* _EXTRACTED TEXT_:
Question

Two bodies $A$ and $B$ of masses $m$ and $2m$ respectively placed on a smooth floor are connected by a spring. A third body $C$ of mass $m$ moves with velocity $v_0$ along the line joining $A$ and $B$ and collides elastically with $A$. At a certain instant of time $t_0$ after collision it is found that the instantaneous velocities of $A$ and $B$ are same. The compression in the spring at $t_0$ is $x_0$, then:

• A. The common velocity of $A$ and $B$ at time $t_0$ is $\frac{v_0}{3}$.
• B. The spring constant is $k=\frac{3m{v}_0^2}{2x_0^2}$.
• C. The spring constant is $k=\frac{2m{v}_0^2}{3x_0^2}$ .

* _DATA PROVIDED_:
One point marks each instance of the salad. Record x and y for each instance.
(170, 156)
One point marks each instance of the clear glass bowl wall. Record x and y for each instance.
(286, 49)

* _WORK TO DO_: Decide whether each statement agrees with the spring problem: (a) body B has mass 2m; (b) body C collides inelastically with A; (c) the floor under A and B is rough. Answer yes or no for each, and quote the words of the problem that decide it.

* _EXERCISE SOLUTION_:
(a) Yes: "Two bodies $A$ and $B$ of masses $m$ and $2m$ respectively"
(b) No: "collides elastically with $A$"
(c) No: "placed on a smooth floor"